[Dataset records]
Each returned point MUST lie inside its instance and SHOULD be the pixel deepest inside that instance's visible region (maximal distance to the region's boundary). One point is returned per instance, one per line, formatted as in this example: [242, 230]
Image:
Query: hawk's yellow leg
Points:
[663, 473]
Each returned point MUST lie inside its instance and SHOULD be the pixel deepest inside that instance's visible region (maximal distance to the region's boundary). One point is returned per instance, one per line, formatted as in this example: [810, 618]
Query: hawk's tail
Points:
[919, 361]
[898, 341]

> [WORK REQUIRED] Each entry shown above must be retyped word for word.

> [OUTPUT BELOW]
Each returned point MUST lie inside its instance and SHOULD be the pixel deepest inside that instance's visible region (maximal distance to the region's boundary). One point is returned per instance, one per line, formatted as in this example: [242, 230]
Image:
Query: hawk's yellow leg
Points:
[663, 473]
Each returned point MUST lie inside its instance and SHOULD be the pixel deepest inside that instance's visible region (maximal distance to the region's boundary). One point is returned per instance, one per line, formatted as in this example: [810, 618]
Query: hawk's tail
Points:
[919, 361]
[898, 341]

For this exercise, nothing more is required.